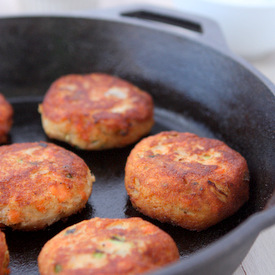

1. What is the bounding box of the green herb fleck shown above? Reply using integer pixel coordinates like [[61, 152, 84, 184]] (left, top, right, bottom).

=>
[[93, 250, 104, 259], [54, 264, 62, 273], [110, 235, 125, 243]]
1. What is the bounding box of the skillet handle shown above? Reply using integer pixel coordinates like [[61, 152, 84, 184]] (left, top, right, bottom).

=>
[[94, 5, 230, 53]]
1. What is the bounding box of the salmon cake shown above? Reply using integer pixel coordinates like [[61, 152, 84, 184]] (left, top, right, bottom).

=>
[[38, 218, 179, 275], [125, 131, 249, 231], [0, 142, 95, 230], [39, 73, 154, 150], [0, 231, 10, 275], [0, 94, 13, 143]]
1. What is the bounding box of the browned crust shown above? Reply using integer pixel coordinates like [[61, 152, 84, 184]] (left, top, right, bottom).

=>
[[0, 142, 94, 230], [125, 131, 249, 231], [38, 218, 179, 275], [0, 231, 10, 275], [0, 94, 13, 143], [39, 73, 153, 149]]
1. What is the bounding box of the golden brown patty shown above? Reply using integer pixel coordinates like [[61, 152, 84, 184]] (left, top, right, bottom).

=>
[[0, 142, 95, 230], [38, 218, 179, 275], [0, 231, 10, 275], [0, 94, 13, 143], [39, 73, 153, 150], [125, 131, 249, 231]]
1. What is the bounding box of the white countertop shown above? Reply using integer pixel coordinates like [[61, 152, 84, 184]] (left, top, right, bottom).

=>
[[0, 0, 275, 275]]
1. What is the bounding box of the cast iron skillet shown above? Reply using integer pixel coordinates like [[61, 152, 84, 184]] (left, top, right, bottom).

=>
[[0, 4, 275, 274]]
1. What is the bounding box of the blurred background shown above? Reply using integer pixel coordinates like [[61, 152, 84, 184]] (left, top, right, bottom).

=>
[[0, 0, 275, 275]]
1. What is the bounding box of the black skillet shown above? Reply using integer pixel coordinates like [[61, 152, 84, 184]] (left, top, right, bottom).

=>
[[0, 7, 275, 275]]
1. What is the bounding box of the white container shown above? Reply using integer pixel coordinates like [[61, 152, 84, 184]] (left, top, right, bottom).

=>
[[17, 0, 99, 13], [174, 0, 275, 60]]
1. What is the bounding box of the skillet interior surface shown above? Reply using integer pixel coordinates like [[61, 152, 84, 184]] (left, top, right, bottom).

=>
[[0, 15, 275, 274], [5, 99, 249, 274]]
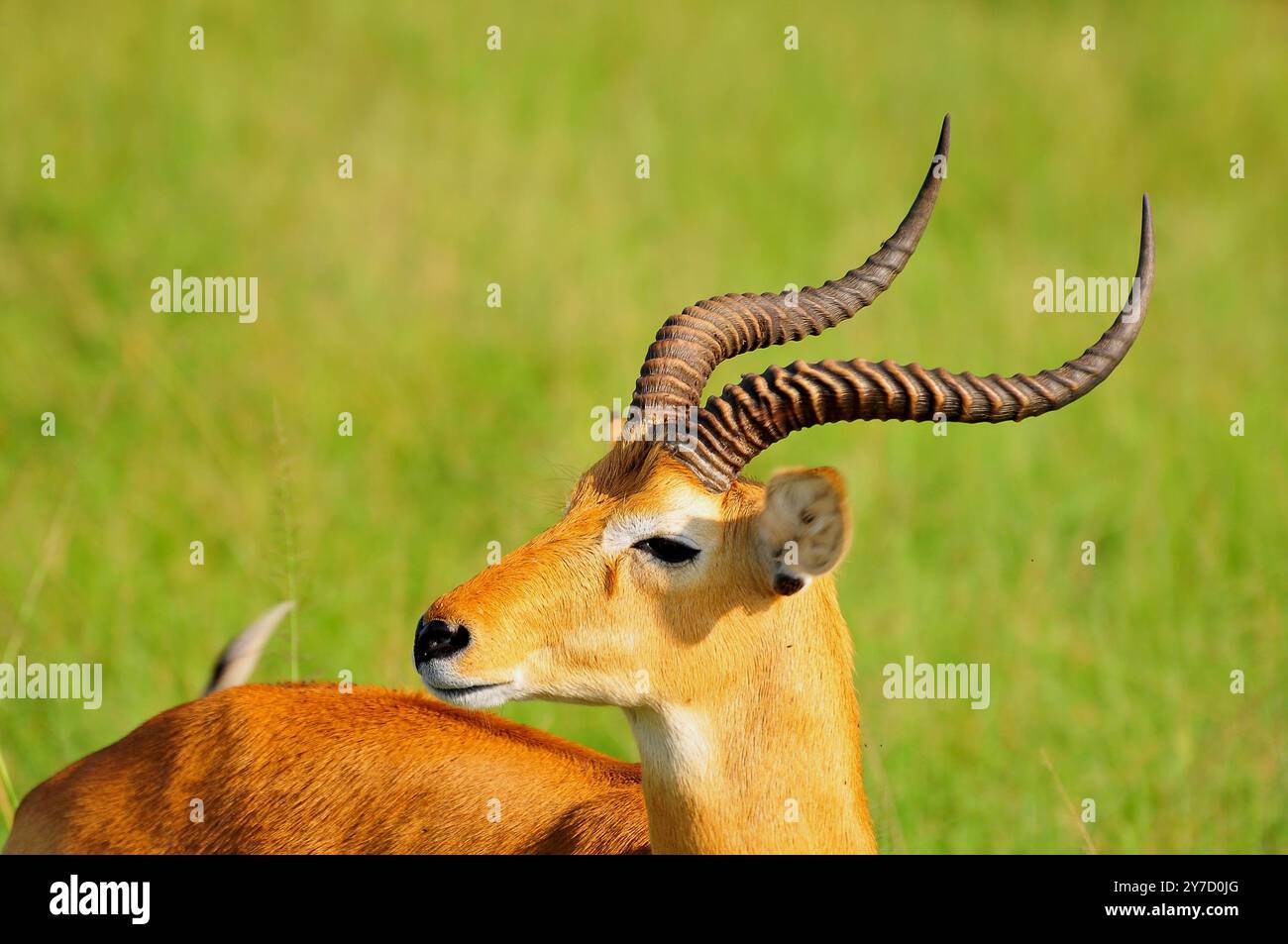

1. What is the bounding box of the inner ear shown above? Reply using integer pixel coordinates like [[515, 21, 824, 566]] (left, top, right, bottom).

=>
[[756, 469, 850, 596]]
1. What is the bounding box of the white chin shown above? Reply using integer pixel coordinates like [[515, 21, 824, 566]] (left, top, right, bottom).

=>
[[425, 682, 516, 708]]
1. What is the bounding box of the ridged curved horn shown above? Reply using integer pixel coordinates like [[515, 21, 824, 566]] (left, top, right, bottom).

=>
[[673, 194, 1154, 492], [631, 115, 949, 425]]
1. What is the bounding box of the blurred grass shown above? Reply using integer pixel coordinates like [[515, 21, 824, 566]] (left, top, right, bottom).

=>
[[0, 3, 1288, 853]]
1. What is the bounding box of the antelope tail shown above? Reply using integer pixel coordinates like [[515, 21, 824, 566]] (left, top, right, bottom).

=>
[[202, 600, 295, 695]]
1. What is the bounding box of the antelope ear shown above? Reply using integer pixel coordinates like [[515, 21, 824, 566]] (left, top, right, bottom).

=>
[[756, 469, 850, 596]]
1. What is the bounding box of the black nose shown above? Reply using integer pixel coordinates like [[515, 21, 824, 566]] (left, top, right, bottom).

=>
[[413, 615, 471, 667]]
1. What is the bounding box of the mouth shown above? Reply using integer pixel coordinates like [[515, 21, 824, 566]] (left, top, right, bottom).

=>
[[422, 679, 515, 708]]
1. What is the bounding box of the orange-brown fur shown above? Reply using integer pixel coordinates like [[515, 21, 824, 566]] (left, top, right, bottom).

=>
[[7, 443, 876, 853], [5, 685, 648, 853]]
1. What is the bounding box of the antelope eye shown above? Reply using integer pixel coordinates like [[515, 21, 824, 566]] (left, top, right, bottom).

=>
[[635, 537, 698, 564]]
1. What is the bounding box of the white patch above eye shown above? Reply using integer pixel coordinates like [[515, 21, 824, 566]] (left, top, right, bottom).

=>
[[602, 511, 720, 557]]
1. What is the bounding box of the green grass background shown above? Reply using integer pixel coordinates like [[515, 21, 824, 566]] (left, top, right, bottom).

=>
[[0, 3, 1288, 853]]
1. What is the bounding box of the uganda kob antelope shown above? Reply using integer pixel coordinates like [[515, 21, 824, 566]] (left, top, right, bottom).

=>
[[9, 119, 1154, 853]]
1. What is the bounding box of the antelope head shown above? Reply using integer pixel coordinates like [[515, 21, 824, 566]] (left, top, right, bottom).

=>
[[415, 117, 1154, 851]]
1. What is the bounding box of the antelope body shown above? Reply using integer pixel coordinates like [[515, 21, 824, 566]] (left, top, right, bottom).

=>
[[8, 119, 1153, 853]]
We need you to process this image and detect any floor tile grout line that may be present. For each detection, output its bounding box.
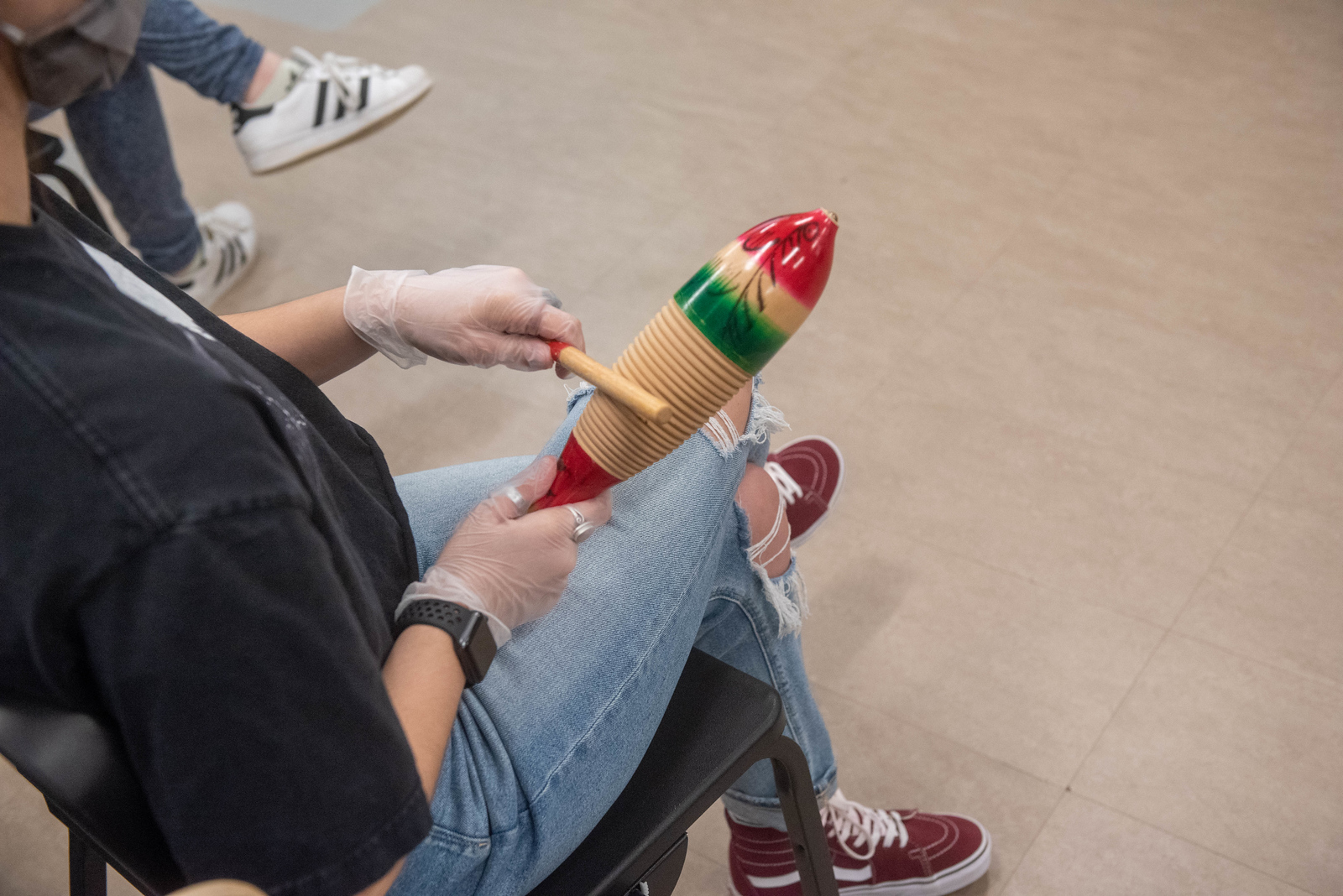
[1068,787,1327,896]
[870,533,1166,629]
[1170,359,1343,630]
[1068,627,1171,790]
[807,675,1066,790]
[808,676,1068,892]
[1167,629,1343,690]
[1048,343,1332,790]
[999,787,1070,892]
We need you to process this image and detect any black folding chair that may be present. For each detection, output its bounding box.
[0,650,838,896]
[24,128,112,233]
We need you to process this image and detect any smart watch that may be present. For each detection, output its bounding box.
[392,596,499,687]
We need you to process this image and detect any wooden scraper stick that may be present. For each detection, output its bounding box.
[551,341,672,423]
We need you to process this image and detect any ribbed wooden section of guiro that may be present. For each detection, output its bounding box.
[573,300,750,479]
[533,208,839,508]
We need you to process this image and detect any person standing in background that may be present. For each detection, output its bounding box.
[29,0,432,307]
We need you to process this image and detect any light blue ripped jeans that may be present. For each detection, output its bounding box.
[392,390,835,896]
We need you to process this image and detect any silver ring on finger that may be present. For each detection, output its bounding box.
[566,504,596,544]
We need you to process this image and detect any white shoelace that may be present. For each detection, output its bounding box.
[764,460,803,506]
[290,47,387,109]
[821,789,909,861]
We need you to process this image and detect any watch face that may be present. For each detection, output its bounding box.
[394,596,497,687]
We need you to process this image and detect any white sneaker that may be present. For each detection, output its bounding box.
[170,202,257,309]
[233,47,434,175]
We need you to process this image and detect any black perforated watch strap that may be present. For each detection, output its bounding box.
[392,596,495,687]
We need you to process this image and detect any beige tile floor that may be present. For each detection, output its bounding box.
[0,0,1343,896]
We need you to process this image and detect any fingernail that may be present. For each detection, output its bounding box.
[495,486,528,517]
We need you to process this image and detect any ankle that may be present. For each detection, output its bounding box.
[243,49,284,105]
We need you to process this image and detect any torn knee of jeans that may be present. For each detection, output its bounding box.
[700,377,788,457]
[750,557,810,637]
[732,502,810,637]
[562,383,596,413]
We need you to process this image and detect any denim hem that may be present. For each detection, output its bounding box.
[723,766,839,827]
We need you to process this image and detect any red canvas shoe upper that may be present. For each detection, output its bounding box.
[764,436,844,547]
[728,791,992,896]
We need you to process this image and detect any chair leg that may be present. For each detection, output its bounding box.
[70,831,107,896]
[770,735,839,896]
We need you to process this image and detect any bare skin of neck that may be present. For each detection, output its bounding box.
[0,40,32,227]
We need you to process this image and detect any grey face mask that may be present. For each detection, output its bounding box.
[0,0,149,109]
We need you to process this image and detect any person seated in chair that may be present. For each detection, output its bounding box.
[0,0,990,896]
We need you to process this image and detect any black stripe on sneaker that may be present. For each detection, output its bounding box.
[313,81,327,128]
[233,103,275,134]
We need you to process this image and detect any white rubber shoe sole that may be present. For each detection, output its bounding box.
[243,76,434,175]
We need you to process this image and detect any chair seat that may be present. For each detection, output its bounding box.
[0,650,837,896]
[530,650,784,896]
[0,697,186,896]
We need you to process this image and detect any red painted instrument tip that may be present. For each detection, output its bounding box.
[737,208,839,309]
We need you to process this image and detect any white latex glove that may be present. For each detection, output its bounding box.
[345,264,584,377]
[396,456,611,645]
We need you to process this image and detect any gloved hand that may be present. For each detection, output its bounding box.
[396,456,611,645]
[345,264,584,377]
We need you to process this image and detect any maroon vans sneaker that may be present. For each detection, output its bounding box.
[728,790,992,896]
[764,436,844,547]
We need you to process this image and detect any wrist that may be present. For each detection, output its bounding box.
[394,566,513,647]
[344,267,427,369]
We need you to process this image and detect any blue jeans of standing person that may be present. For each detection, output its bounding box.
[391,392,835,896]
[29,0,266,273]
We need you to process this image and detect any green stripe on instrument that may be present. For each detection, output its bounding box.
[676,264,788,374]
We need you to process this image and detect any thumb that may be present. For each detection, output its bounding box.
[490,455,560,519]
[494,336,552,370]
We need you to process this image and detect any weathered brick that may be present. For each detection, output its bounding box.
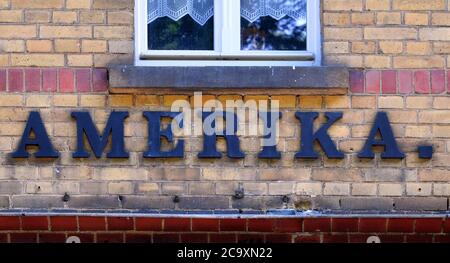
[0,25,37,39]
[378,184,404,196]
[341,197,393,211]
[66,0,91,9]
[11,54,64,67]
[92,0,133,9]
[94,26,133,39]
[53,11,78,24]
[40,26,92,39]
[392,0,446,11]
[323,183,350,196]
[405,12,429,26]
[394,197,448,211]
[324,0,363,11]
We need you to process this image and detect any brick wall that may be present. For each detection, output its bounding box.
[0,216,450,243]
[0,0,450,223]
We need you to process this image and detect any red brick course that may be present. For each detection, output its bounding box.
[0,216,450,243]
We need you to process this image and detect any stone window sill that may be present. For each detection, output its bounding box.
[109,65,349,94]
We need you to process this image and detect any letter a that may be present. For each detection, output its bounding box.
[12,111,59,158]
[358,112,405,159]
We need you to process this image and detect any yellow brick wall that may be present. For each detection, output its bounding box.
[0,0,450,208]
[322,0,450,69]
[0,0,134,67]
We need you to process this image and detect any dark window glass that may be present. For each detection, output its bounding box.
[148,15,214,50]
[241,16,306,50]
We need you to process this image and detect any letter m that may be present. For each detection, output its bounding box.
[72,112,129,158]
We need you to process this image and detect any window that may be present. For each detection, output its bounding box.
[136,0,321,66]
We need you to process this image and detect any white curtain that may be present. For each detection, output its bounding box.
[147,0,307,25]
[147,0,214,25]
[241,0,307,22]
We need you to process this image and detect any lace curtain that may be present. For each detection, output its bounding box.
[148,0,214,25]
[147,0,307,25]
[241,0,307,22]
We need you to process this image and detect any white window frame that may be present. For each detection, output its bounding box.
[135,0,321,66]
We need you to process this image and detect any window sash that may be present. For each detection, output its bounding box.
[135,0,321,65]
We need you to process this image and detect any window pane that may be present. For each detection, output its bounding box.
[148,0,214,50]
[241,0,307,50]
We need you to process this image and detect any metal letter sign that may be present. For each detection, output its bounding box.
[198,112,245,159]
[258,112,282,159]
[11,111,422,162]
[358,112,405,159]
[72,111,129,158]
[12,111,59,158]
[295,112,344,159]
[144,111,184,158]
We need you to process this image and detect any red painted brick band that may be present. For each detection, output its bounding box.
[0,68,108,93]
[350,70,450,95]
[0,216,450,243]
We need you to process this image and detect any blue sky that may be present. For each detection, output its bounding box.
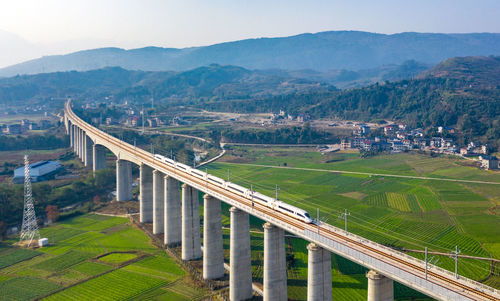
[0,0,500,66]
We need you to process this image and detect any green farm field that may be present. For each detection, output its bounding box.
[207,147,500,300]
[0,214,208,300]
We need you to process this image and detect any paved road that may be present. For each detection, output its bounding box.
[221,162,500,185]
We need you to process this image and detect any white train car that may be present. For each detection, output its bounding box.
[190,168,207,180]
[273,201,313,224]
[154,154,313,224]
[250,191,274,208]
[207,174,226,188]
[175,162,191,173]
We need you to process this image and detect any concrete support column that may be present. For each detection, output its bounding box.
[366,270,394,301]
[68,123,74,147]
[307,243,332,301]
[78,129,84,162]
[153,170,165,234]
[163,176,182,246]
[139,164,153,223]
[203,194,224,279]
[264,223,288,301]
[73,126,80,157]
[229,207,252,301]
[75,127,80,158]
[84,135,94,166]
[78,129,85,162]
[182,184,202,260]
[116,159,132,201]
[92,144,106,172]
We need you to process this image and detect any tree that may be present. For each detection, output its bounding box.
[0,222,7,240]
[45,205,59,224]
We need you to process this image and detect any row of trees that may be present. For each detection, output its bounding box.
[222,123,339,144]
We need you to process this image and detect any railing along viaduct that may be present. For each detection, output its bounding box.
[64,101,500,301]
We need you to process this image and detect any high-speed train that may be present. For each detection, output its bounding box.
[154,154,313,224]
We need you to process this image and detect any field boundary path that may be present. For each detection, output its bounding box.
[229,162,500,185]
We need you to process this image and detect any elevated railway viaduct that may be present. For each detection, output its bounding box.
[64,101,500,301]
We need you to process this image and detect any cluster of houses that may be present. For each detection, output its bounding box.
[271,110,311,124]
[2,119,54,135]
[340,124,499,169]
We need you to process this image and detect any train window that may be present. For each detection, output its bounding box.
[278,206,294,213]
[254,196,267,203]
[229,185,243,193]
[208,178,222,185]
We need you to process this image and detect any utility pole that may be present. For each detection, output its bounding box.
[339,209,351,236]
[141,105,144,135]
[455,246,460,279]
[425,247,427,280]
[19,154,40,247]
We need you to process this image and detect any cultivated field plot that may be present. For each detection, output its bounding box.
[207,147,500,295]
[0,214,207,300]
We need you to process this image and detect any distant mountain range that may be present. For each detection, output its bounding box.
[0,31,500,77]
[0,64,335,104]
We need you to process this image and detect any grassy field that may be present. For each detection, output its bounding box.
[0,214,208,300]
[207,147,500,300]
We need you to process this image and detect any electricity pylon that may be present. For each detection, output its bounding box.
[19,154,40,247]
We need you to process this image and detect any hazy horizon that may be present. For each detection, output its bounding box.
[0,0,500,68]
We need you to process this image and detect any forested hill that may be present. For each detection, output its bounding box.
[0,31,500,76]
[0,65,334,103]
[205,57,500,146]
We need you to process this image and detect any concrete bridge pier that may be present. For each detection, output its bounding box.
[75,127,80,158]
[84,135,94,166]
[264,223,288,301]
[163,176,182,246]
[366,270,394,301]
[203,194,224,279]
[73,126,80,157]
[68,123,74,147]
[78,129,85,162]
[92,144,106,172]
[139,164,153,223]
[153,170,165,234]
[307,243,332,301]
[116,159,132,202]
[229,207,252,301]
[182,184,202,260]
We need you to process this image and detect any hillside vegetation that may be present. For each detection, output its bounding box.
[203,57,500,146]
[0,31,500,76]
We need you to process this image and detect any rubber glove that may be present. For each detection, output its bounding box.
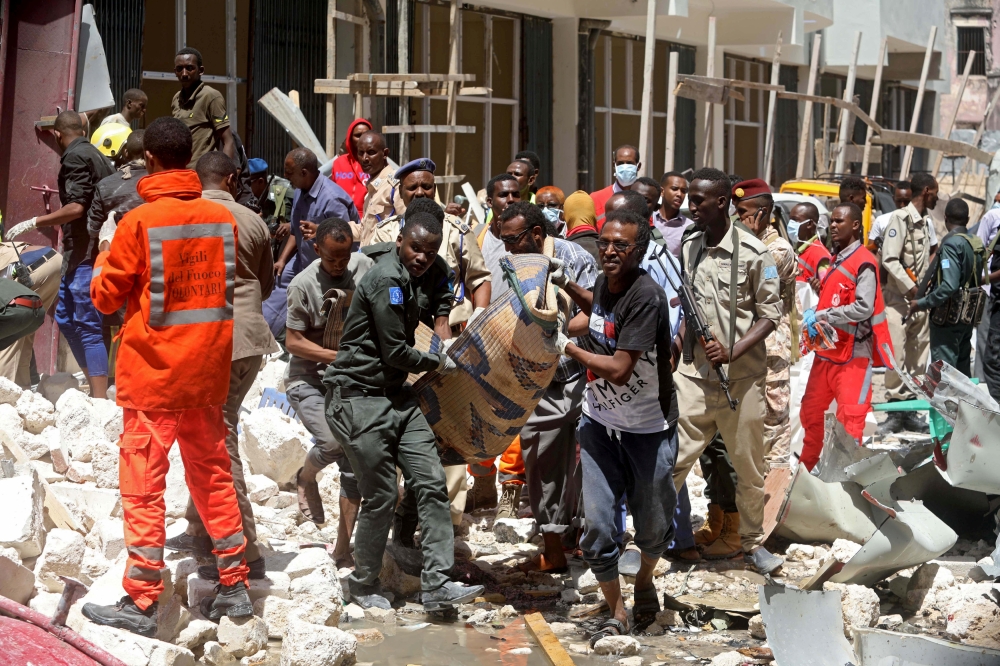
•••••
WRITTEN PROBLEM
Show each line of the rows above that contains the word "painted", copying each one in full.

COMPLETED TASK
We need you to process this image and detect any red painted instrument tip that may be present. For each detection, output its bounding box.
We need you to process this image and detect any red painted brick band that may be present. For each detection, output its bounding box.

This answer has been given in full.